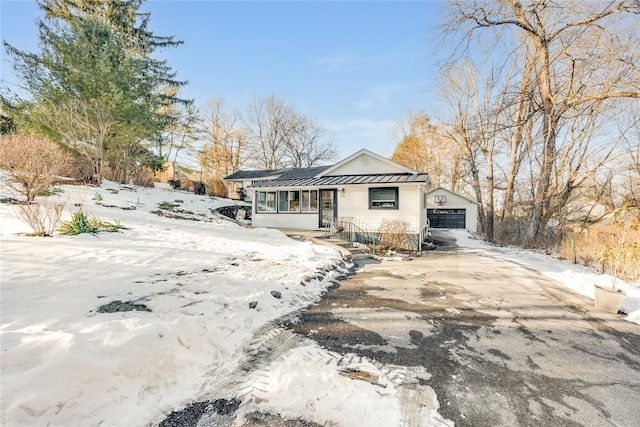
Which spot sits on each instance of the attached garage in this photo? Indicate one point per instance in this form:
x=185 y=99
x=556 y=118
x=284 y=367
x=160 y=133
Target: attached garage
--
_Exercise directions_
Rewrite the listing above, changing every "attached garage" to "carport" and leaving all other text as it is. Leave the picture out of your answer.

_Task output_
Which spot sits on each instance of the carport in this photo? Indicate one point per instance in this form:
x=185 y=99
x=556 y=118
x=284 y=367
x=160 y=133
Target: carport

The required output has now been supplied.